## What to work on
Beginning at the line containing "x=31, y=266" and continuing to the end of the records below, give each line again exactly as it stands, and only those lines.

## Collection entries
****
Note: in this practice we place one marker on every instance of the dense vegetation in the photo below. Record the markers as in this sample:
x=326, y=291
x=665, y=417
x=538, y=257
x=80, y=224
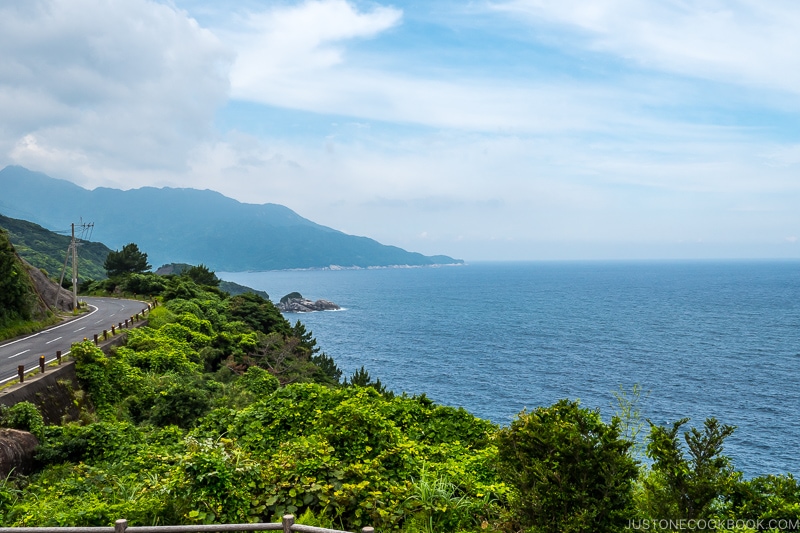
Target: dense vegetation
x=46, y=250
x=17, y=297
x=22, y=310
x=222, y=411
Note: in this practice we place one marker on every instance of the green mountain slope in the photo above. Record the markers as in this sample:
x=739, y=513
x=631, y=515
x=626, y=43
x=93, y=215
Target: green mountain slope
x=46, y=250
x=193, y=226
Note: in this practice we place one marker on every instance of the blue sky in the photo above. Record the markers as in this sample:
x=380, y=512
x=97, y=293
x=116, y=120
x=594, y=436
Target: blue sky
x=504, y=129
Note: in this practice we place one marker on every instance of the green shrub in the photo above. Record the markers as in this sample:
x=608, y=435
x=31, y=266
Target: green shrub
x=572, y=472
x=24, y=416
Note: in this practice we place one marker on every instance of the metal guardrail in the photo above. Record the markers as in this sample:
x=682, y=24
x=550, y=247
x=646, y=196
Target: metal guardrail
****
## Result of this task
x=31, y=266
Target: green shrub
x=572, y=472
x=24, y=416
Note: in this practice we place one marker on every instance of the metal guardrail in the photo above. Record the markers as in this sample:
x=682, y=24
x=550, y=247
x=646, y=196
Target: metal guardrail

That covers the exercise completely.